SUPPLIED TEXT:
The sales have been really good and exceeded are expectations. We need to make sure we will fulfil and flow in product as it goes out of stock, but we shifted a significant amount of product coming into the marketplace. We’re really excited by how it’s come out of the blocks – and when you this confluence of sports coming together, like you saw with LeBron and other people wanting to be a part of it, that’s really cool.
LeBron is obviously unique in being a minority stakeholder at the club. He’s not only that, but a massive supporter of the club too, so a lot of people in his circle will be getting sent shirts too. There is a natural interest in Liverpool and their shirts from athletes from other sports.
Football is having more influence in sport culture generally than ever before. Music and fashion-wise too, football shirts are extremely prominent now. I can confirm there are some other people in the Nike stable interested in supporting Liverpool and this product, so we’ll see some of that come out over time.
How hard is it to keep a lid on leaks of the shirts with a club and fanbase as big as Liverpool’s?
It’s a challenge! You put in all this work to launch and do things which are going to be right for the consumer and the teams, and leaks are just something which we’ve got to move through. The majority of people aren’t following leak sites, so we just have to be super focussed on getting the product seen through our lens and make it resonate as much as possible with the wider fanbase.
Liverpool is city synonymous with Air Max. What influence – if any – does sneaker and streetwear culture in the city have on the shirts?
A lot! We know all about Liverpool’s connection with Air Max, so they have naturally shaped our collections that we’ve done for the club. Football and Air Max will come together around Liverpool – we’ve got something up our sleeves for that – I think fans can be pretty excited about that.
Is there more experimentation allowed with club third shirts?
I’d say that’s true. We try to find unique narratives for the away and third strips. Sometimes that is a shared narrative across multiple teams, sometimes you want to make it a bespoke narrative for an individual club.
We’ve seen that several Nike teams shirts are made form 100% sustainable materials and plastics. How long has that process taken to get to?

YOUR INSTRUCTIONS: Could you carry on the interview about Nike's Liverpool shirts, starting right after its last line?

(Natural-language object grounding data)
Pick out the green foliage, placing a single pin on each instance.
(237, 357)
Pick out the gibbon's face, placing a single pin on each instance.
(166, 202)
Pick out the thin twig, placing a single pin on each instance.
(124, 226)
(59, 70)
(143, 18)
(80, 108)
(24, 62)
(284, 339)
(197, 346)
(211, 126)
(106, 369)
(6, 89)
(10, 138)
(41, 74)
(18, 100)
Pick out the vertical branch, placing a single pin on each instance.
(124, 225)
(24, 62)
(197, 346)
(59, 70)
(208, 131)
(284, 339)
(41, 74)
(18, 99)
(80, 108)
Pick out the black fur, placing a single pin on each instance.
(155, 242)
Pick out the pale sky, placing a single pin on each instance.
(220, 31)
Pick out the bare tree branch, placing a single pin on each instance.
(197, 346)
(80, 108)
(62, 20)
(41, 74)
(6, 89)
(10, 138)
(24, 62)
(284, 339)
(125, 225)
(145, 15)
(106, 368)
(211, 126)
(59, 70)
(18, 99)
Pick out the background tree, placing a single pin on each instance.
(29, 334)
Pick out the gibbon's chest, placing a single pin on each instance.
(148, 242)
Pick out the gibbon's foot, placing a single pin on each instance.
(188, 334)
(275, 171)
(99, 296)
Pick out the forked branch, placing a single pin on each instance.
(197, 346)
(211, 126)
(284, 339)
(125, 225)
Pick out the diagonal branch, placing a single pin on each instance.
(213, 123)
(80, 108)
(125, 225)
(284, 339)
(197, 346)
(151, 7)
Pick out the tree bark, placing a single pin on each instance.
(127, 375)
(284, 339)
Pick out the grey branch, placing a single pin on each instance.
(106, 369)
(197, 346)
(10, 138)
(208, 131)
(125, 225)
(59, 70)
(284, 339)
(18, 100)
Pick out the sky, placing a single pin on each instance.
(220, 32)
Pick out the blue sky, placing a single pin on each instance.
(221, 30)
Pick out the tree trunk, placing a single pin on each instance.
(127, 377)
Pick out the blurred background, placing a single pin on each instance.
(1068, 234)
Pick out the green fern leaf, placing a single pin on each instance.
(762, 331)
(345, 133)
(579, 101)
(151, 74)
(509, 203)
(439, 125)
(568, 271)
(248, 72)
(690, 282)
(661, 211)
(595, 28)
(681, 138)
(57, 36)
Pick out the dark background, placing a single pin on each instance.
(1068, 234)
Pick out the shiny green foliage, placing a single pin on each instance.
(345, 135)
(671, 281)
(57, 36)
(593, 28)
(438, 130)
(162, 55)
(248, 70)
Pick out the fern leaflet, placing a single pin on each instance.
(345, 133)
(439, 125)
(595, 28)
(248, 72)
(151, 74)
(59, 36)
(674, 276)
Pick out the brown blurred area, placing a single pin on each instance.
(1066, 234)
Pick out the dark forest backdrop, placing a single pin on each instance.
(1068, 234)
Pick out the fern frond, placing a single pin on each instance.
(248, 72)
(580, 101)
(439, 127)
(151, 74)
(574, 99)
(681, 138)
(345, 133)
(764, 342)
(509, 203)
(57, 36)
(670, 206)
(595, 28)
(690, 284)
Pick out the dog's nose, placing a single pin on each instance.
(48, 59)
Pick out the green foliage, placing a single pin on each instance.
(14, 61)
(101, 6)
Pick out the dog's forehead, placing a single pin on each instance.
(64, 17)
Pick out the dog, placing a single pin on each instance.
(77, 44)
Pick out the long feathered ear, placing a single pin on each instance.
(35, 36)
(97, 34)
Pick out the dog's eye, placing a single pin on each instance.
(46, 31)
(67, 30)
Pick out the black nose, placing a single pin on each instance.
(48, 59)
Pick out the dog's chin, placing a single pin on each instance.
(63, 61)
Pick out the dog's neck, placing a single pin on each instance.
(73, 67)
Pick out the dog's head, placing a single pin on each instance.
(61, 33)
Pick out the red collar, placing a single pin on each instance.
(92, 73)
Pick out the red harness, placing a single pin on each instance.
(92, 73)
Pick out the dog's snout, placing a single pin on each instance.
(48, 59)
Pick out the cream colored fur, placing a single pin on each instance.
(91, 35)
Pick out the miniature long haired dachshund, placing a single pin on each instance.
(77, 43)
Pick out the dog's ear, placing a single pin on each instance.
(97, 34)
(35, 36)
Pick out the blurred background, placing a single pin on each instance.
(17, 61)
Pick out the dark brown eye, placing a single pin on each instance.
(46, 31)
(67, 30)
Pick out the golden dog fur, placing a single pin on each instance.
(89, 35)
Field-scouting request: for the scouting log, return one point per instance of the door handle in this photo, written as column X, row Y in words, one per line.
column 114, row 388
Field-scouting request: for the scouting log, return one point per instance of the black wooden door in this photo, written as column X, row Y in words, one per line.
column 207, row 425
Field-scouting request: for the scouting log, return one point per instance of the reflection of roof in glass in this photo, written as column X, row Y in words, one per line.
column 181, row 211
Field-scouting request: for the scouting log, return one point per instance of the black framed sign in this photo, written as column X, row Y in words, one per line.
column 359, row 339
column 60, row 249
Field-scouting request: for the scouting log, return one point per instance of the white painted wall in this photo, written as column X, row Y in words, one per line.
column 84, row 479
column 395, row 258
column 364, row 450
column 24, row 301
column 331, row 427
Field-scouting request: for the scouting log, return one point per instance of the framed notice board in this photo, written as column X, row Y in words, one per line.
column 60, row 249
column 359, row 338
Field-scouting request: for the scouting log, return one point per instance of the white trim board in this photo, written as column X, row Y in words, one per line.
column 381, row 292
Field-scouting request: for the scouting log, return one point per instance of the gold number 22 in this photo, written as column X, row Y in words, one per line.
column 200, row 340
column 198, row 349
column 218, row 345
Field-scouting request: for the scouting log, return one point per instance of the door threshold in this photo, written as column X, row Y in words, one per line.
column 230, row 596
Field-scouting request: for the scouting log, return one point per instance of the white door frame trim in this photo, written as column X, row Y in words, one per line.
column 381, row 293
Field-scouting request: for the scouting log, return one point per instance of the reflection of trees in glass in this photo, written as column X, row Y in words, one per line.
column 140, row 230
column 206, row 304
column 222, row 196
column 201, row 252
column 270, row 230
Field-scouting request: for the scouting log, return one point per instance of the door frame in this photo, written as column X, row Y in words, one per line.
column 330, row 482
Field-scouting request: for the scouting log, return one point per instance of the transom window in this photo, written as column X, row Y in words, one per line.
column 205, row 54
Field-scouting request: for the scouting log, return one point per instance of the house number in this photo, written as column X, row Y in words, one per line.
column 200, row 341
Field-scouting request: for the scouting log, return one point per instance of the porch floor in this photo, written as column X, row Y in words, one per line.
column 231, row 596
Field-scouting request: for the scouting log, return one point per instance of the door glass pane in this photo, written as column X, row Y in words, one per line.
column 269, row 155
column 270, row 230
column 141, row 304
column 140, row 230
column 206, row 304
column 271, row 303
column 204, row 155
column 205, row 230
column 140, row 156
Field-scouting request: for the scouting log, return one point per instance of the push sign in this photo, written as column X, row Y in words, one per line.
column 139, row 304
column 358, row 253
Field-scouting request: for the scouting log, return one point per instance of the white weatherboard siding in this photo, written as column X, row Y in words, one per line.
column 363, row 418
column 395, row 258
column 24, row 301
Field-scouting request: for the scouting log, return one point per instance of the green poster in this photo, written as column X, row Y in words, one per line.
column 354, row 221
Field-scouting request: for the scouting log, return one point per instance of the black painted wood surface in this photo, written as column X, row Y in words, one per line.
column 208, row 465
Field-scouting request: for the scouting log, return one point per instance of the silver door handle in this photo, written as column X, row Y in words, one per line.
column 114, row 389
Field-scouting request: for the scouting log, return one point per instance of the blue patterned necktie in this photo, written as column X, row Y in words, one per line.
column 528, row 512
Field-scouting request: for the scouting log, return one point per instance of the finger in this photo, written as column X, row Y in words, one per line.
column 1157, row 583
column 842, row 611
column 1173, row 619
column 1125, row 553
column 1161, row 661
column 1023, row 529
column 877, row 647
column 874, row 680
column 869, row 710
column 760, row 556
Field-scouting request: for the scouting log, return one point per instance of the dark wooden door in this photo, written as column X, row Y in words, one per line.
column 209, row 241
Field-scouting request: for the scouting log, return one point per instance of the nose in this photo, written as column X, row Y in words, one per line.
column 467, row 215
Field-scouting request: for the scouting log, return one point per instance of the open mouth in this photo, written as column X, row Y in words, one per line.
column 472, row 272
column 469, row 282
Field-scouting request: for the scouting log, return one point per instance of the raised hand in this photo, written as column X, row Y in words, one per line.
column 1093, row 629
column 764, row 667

TASK RESULT:
How do LFC and other football clubs fit into Nike’s Move To Zero campaign, and how impactful do you think clubs can be in supporting that messaging and getting it out to the world?
Every one of our clubs now has a shirt made from 100% recyclable materials. All of our jerseys for every team, no matter what level, come from sustainable polyester. That has been a bit hallmark for us as a brand. Being synced up on messaging like this with the club is great and never been more important for the fan to have a brand affinity in terms of morales.
We saw the video of the LFC players getting their kits on Zoom. It got us thinking, how far in advance do the players get their hands on shirts, and how much input do they have on the kit design?
Sometimes some players have a much stronger voice than others when deciding a shirt with us, so players definitely have had a say in designs in the past. This one, while we did talk to players about the kit, this one we didn’t need to get sign off on. We want player opinions and we always use them to shape our future designs.
As well as attempting to create iconic shirts associated with successful era the club, how much do the brand want to leave a lasting legacy with their activations off the pitch?
You’ve got to earn your right to have your moment in history. We want to create something that is revered and sacred for the supporters. That’s the challenge we face every season and one that we’ve got to embrace every year. It’s a combination of things which make a great kit; it would be great to mark out debut collection with Liverpool with another period of success at the club.